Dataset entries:
Content starts

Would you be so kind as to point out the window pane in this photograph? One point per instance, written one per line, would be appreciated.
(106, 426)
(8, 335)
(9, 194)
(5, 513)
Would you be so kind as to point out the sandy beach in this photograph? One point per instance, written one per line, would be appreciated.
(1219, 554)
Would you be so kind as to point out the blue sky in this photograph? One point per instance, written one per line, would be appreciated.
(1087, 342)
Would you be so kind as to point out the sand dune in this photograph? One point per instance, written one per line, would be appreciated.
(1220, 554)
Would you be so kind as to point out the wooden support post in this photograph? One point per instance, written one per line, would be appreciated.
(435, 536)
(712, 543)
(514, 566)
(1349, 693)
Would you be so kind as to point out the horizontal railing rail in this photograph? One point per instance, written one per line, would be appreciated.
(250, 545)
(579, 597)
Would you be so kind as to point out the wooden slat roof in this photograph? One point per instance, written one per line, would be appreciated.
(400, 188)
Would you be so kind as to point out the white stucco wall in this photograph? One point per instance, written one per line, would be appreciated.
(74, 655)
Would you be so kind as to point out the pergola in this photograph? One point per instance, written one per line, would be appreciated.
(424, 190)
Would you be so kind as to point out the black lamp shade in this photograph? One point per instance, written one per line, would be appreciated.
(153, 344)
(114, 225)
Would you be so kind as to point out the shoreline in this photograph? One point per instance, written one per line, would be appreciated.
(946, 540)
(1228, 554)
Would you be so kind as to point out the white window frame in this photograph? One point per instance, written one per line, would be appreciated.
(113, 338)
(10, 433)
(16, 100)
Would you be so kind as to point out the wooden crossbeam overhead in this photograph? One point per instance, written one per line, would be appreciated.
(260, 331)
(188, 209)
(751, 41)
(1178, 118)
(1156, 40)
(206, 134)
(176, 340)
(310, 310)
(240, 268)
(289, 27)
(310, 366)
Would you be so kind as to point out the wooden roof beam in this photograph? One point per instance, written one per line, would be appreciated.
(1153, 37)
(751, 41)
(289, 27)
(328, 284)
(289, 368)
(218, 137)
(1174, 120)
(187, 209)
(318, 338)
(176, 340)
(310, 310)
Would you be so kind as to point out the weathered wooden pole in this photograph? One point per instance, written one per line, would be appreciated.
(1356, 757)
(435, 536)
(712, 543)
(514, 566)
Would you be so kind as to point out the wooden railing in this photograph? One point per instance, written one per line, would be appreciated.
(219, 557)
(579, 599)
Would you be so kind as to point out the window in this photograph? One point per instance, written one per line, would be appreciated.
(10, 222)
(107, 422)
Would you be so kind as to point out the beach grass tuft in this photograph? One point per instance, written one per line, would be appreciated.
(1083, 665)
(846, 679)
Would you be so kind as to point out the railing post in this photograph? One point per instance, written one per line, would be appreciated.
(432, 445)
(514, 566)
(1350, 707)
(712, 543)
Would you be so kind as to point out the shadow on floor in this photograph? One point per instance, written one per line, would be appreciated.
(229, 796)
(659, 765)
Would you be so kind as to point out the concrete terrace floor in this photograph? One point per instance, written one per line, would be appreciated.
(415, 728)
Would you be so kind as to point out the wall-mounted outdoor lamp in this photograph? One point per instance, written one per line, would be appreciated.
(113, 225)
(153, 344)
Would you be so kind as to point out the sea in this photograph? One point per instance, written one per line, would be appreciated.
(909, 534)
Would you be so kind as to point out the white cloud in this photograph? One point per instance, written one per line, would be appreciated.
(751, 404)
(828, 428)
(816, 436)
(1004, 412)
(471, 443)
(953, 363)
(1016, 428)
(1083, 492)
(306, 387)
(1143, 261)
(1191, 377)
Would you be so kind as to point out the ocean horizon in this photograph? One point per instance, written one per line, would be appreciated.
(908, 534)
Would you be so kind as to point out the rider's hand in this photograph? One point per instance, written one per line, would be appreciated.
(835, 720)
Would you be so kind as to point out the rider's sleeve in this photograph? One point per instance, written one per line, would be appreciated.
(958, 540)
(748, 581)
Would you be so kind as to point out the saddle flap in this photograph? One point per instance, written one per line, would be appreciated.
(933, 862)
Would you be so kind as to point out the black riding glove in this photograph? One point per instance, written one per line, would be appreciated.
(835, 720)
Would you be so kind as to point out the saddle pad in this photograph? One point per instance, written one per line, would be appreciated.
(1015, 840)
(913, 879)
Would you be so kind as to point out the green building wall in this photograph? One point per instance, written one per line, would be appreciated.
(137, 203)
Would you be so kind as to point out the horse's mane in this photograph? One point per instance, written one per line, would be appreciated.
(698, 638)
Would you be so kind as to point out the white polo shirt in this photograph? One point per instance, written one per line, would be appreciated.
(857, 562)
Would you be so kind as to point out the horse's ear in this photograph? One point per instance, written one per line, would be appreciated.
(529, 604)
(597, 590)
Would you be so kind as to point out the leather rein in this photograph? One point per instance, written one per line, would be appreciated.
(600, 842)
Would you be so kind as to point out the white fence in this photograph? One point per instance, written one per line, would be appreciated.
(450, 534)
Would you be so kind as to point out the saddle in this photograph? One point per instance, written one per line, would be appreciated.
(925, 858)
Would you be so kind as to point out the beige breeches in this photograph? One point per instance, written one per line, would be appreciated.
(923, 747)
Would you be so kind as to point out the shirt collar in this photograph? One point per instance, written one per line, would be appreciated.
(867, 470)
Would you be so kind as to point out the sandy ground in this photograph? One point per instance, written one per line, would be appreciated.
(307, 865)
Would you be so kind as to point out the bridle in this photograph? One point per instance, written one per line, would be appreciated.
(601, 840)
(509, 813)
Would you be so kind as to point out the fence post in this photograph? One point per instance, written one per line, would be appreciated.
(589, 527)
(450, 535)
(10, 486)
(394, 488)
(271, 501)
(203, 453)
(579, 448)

Content ends

How to complete this task → Return every line above exactly as it stands.

Output →
Would you be so kind as to point out the window pane in this photograph? One point per instance, written one per line, would be appreciated.
(106, 426)
(8, 335)
(9, 194)
(5, 513)
Would you be so kind as to point out the sandy beach in this photograph? One point per instance, written one per line, would be appreciated.
(1219, 554)
Would you be so kind as to point out the blue sky in this photograph? One point per instance, written one per line, would be appreciated.
(1087, 342)
Would you be so kind as to point out the sand dune in this photograph? One point per instance, written one per line, would be appreciated.
(1220, 554)
Would you be so kind as to point out the wooden support post in this photograph? One point per instance, written one per line, would be appreciated.
(435, 536)
(712, 543)
(514, 566)
(1349, 693)
Would you be so kind as to point out the horizontal railing rail in this photograph? One point per instance, written one per line, would be appreciated.
(250, 545)
(579, 597)
Would you be so kind as to point out the wooden slat roof in this photograph? One point per instance, written one per line, would be appreciated.
(400, 188)
Would you be so kind as to point out the white stucco wall in this photograph? One point per instance, written one per line, would be appreciated.
(74, 655)
Would you be so kind as to point out the pergola in this photograph? One point per instance, written one per line, would be appreciated.
(424, 190)
Would you be so kind as to point out the black lamp shade in this photograph? One point per instance, written one per line, would be appreciated.
(153, 344)
(114, 225)
Would you be so kind as to point out the shoreline in this photograph? One point per instance, written one per line, would be appreciated.
(946, 540)
(1228, 554)
Would you be so kind as to point out the white window frame in this photograph? One point per instance, written one per line, would be appreciated.
(113, 338)
(10, 433)
(16, 100)
Would you be so kind as to point out the wooden crossbeam overhead in this photograph? One point per instance, written one per line, would be appreciated.
(260, 331)
(188, 209)
(751, 41)
(1178, 118)
(1156, 40)
(206, 134)
(176, 340)
(310, 310)
(240, 268)
(289, 27)
(310, 366)
Would you be so kind as to point out the wooden roof beam in this photograph? One point per instance, written one per line, would be appreciated.
(1153, 37)
(751, 41)
(289, 27)
(328, 284)
(289, 368)
(218, 137)
(1174, 120)
(187, 209)
(318, 338)
(176, 340)
(310, 310)
Would you be so kind as to point out the weathered wooden pole in this photograph? One point per instance, written one per line, would be appreciated.
(1356, 757)
(435, 536)
(712, 543)
(514, 566)
Would you be so kind as to point out the wooden railing in this photograph? One point per instance, written one per line, would be appreciated.
(219, 557)
(579, 599)
Would you be so kind as to point out the window in this photograph? One point per instance, written one per line, would be appreciated.
(10, 222)
(107, 422)
Would you be so kind as to point out the beach grass tuft in this photograph? One point per instance, written one per line, would be appreciated.
(1083, 665)
(846, 679)
Would you be so kind as to point out the railing post in this photograph? One point per instance, written one per line, would be appreciated.
(432, 445)
(514, 566)
(1350, 707)
(712, 543)
Would you be so kind as to point out the shadow on floor in this photograph? One point per instance, written one per line, would be appreciated.
(229, 796)
(659, 765)
Would you be so kind as to point out the concrete terrace floor in this photograph? One point per instance, written one per line, would be appreciated.
(415, 728)
Would you be so kind as to point out the wall-mounted outdoor lamp in this photograph? One point per instance, written one per line, would be appreciated.
(113, 225)
(153, 344)
Would you be so kind as to point out the sea in this photograph? One point per instance, written one per line, would be appreciated.
(909, 534)
Would you be so kind as to point out the white cloud in this photograph? One point per instance, written one per line, would be appreciated.
(751, 404)
(828, 428)
(816, 436)
(1004, 412)
(471, 443)
(953, 363)
(1016, 428)
(1083, 492)
(306, 387)
(1143, 261)
(1191, 377)
Would you be so kind as to point out the ocean horizon in this photograph? One point per instance, written one per line, would be appreciated.
(908, 534)
Would you be so kind as to point out the rider's hand in this photograph? One point per instance, written one per line, would be appreciated.
(835, 720)
Would you be so kind as to point out the rider's sleeve in this photograph? One point per instance, written one per line, would be appreciated.
(958, 540)
(748, 581)
Would you be so kind as to point out the saddle flap in this photograph? One point per instance, written one per line, would be appreciated.
(933, 862)
Would you be so kind as to point out the black riding glove in this photograph? One point per instance, written one per line, would be appreciated.
(835, 720)
Would you be so kind as to point out the saddle pad in this photograph? One point per instance, written one per line, would be appreciated.
(1015, 840)
(913, 879)
Would you be so kind as to point out the green building wall in this photograph? One point per instance, written one per line, would be appreciated.
(137, 203)
Would you be so kind as to point out the horse's mane in this photograph? One point per instance, written one per line, would be appreciated.
(698, 638)
Would you be so kind as to point out the white polo shirt in this photograph? One point per instance, written one per line, would be appreciated.
(857, 562)
Would you be so kind as to point out the horse's ear in this photograph? One point per instance, written one per line, would be appreciated.
(529, 604)
(597, 590)
Would you be so kind as to point out the leather rein in this photograph? One point per instance, written one per line, would be appreciated.
(600, 842)
Would you be so kind as to point out the white fence in this photograph? One point per instance, written one per line, would be appreciated.
(450, 534)
Would you be so kind as to point out the saddle in this photograph? One point per instance, written one per line, would be appreciated.
(925, 858)
Would you be so kind as to point out the beige breeches in this photograph? One point per instance, written one per line, would be appreciated.
(923, 747)
Would you be so kind as to point out the shirt collar in this photograph? One point per instance, written one per line, would be appreciated.
(867, 470)
Would you be so kind as to point out the sandy ground in this photograph? One point per instance, written one per line, would be appreciated.
(307, 865)
Would you be so kind as to point out the bridle in this photograph? One point per instance, written one per line, would be appreciated.
(601, 840)
(509, 813)
Would you be so kind as to point out the fence post in this photograph? One point per instance, written one per line, would be appreciated.
(589, 527)
(450, 535)
(10, 486)
(394, 488)
(271, 501)
(203, 453)
(579, 448)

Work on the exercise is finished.